─── The data

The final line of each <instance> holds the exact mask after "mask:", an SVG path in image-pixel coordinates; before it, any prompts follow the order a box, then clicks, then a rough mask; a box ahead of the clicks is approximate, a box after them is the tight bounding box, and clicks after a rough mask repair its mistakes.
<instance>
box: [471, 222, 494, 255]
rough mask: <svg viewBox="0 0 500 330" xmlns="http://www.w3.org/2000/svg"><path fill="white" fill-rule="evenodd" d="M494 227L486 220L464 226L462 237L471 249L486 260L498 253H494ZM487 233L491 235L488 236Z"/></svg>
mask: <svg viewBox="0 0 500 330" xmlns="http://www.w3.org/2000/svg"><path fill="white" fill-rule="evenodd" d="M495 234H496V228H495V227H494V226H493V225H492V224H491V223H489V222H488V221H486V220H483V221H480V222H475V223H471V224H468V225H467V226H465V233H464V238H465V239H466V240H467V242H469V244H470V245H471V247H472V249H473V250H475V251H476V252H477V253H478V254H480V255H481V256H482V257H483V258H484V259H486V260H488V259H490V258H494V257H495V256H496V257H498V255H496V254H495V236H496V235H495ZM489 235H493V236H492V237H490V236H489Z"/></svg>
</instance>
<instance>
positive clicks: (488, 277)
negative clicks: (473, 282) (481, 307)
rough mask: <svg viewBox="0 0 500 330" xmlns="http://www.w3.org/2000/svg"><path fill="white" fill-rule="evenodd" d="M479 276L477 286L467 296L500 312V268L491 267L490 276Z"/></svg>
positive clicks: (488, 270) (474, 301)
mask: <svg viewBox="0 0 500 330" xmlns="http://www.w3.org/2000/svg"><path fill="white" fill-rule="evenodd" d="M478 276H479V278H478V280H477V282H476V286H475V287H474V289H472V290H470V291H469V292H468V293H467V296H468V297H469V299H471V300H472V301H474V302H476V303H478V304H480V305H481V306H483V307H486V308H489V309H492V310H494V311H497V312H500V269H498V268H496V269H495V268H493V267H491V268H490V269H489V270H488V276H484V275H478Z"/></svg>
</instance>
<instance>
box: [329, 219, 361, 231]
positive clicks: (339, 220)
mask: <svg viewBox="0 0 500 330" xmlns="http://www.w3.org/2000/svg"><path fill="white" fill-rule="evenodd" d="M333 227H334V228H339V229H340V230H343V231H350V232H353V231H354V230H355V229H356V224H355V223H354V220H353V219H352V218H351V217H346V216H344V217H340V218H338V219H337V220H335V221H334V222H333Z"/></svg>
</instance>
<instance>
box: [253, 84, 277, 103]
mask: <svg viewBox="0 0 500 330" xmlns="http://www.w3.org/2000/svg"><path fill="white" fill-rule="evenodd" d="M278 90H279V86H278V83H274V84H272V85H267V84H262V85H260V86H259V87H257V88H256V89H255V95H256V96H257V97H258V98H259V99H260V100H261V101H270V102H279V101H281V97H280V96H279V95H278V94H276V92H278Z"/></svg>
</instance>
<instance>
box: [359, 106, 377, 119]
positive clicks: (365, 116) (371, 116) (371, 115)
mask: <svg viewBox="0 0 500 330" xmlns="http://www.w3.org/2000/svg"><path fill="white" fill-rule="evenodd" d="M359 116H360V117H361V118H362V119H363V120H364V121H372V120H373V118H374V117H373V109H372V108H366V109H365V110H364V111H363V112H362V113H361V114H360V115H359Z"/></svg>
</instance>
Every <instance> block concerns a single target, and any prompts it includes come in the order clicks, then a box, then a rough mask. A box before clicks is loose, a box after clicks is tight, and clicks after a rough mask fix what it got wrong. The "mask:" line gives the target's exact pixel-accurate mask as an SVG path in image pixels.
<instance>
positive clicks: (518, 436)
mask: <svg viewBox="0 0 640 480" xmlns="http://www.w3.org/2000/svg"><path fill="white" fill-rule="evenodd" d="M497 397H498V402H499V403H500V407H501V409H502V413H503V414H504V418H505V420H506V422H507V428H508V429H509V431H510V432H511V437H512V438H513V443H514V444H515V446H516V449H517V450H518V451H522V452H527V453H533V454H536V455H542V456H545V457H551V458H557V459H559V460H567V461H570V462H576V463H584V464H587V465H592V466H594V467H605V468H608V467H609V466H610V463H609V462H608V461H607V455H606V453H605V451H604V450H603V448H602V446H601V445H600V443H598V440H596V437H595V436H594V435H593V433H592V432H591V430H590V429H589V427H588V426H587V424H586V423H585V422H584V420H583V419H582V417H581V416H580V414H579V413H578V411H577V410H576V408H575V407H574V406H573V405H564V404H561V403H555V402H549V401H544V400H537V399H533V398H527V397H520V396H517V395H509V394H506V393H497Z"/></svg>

──────

Directions for this task - Reproduce all of the rows above, character for character, without changing anything.

Answer -
The final line of each <instance> holds the exact mask after "mask:", an SVG path in image-pixel coordinates; before it, any prompts follow the order a box, then clicks, then a rough mask; a box ahead of the clicks is approximate, a box after them is the tight bounding box, and clicks after a rough mask repair its mistakes.
<instance>
box: [471, 222, 494, 255]
rough mask: <svg viewBox="0 0 500 330" xmlns="http://www.w3.org/2000/svg"><path fill="white" fill-rule="evenodd" d="M494 227L486 220L464 226L462 237L471 249L486 260L498 253H494ZM487 233L491 235L488 236Z"/></svg>
mask: <svg viewBox="0 0 500 330" xmlns="http://www.w3.org/2000/svg"><path fill="white" fill-rule="evenodd" d="M495 234H496V228H495V227H494V226H493V225H492V224H491V223H489V222H488V221H486V220H483V221H480V222H475V223H471V224H468V225H467V226H465V233H464V238H465V239H466V240H467V242H469V244H470V245H471V247H472V249H473V250H475V251H476V252H477V253H478V254H480V255H481V256H482V257H483V258H484V259H486V260H488V259H490V258H494V257H495V256H496V257H498V255H496V254H495V236H496V235H495ZM489 235H493V236H492V237H490V236H489Z"/></svg>
</instance>
<instance>
positive clicks: (488, 277)
negative clicks: (473, 282) (481, 307)
rough mask: <svg viewBox="0 0 500 330" xmlns="http://www.w3.org/2000/svg"><path fill="white" fill-rule="evenodd" d="M479 276L477 286L467 296L500 312V268L491 267L490 276Z"/></svg>
positive clicks: (488, 270) (474, 301)
mask: <svg viewBox="0 0 500 330" xmlns="http://www.w3.org/2000/svg"><path fill="white" fill-rule="evenodd" d="M478 276H479V278H478V280H477V282H476V286H475V287H474V289H472V290H470V291H469V292H468V293H467V296H468V297H469V299H471V300H472V301H474V302H476V303H478V304H480V305H481V306H483V307H486V308H489V309H492V310H494V311H497V312H500V269H498V268H496V269H495V268H493V267H491V268H490V269H489V270H488V276H484V275H478Z"/></svg>
</instance>
<instance>
box: [329, 219, 361, 231]
positive clicks: (339, 220)
mask: <svg viewBox="0 0 500 330" xmlns="http://www.w3.org/2000/svg"><path fill="white" fill-rule="evenodd" d="M333 227H334V228H339V229H340V230H343V231H350V232H353V231H354V230H355V229H356V224H355V223H354V220H353V219H352V218H351V217H346V216H344V217H340V218H338V219H337V220H335V221H334V222H333Z"/></svg>
</instance>
<instance>
box: [253, 84, 277, 103]
mask: <svg viewBox="0 0 500 330" xmlns="http://www.w3.org/2000/svg"><path fill="white" fill-rule="evenodd" d="M278 90H279V86H278V83H274V84H272V85H267V84H262V85H260V86H259V87H257V88H256V89H255V95H256V96H257V97H258V98H259V99H260V100H261V101H270V102H279V101H281V97H280V96H279V95H278V94H276V92H278Z"/></svg>
</instance>
<instance>
box: [359, 106, 377, 119]
positive clicks: (365, 116) (371, 116) (371, 115)
mask: <svg viewBox="0 0 500 330" xmlns="http://www.w3.org/2000/svg"><path fill="white" fill-rule="evenodd" d="M359 116H360V117H361V118H362V119H363V120H364V121H372V120H373V118H374V117H373V109H372V108H366V109H365V110H364V111H363V112H362V113H361V114H360V115H359Z"/></svg>
</instance>
Every <instance> block concerns a single target, and any prompts it includes come in the order clicks, then a box, then a rough mask. A box before clicks is loose, a box after clicks is tight, and clicks after a rough mask fix what it got wrong. The "mask:" line gives the target's exact pixel-accurate mask as an SVG path in image pixels.
<instance>
positive clicks: (518, 436)
mask: <svg viewBox="0 0 640 480" xmlns="http://www.w3.org/2000/svg"><path fill="white" fill-rule="evenodd" d="M497 397H498V402H499V403H500V407H501V409H502V413H503V414H504V418H505V420H506V422H507V428H508V429H509V431H510V432H511V437H512V438H513V443H514V444H515V446H516V449H517V450H518V451H522V452H527V453H533V454H536V455H542V456H545V457H551V458H557V459H559V460H567V461H570V462H576V463H584V464H587V465H592V466H594V467H605V468H608V467H609V466H610V463H609V462H608V461H607V455H606V453H605V451H604V450H603V448H602V446H601V445H600V443H598V440H596V437H595V436H594V435H593V433H592V432H591V430H590V429H589V427H588V426H587V424H586V423H585V422H584V420H583V419H582V417H581V416H580V414H579V413H578V411H577V410H576V408H575V407H574V406H573V405H564V404H561V403H555V402H549V401H544V400H537V399H533V398H527V397H520V396H517V395H509V394H506V393H497Z"/></svg>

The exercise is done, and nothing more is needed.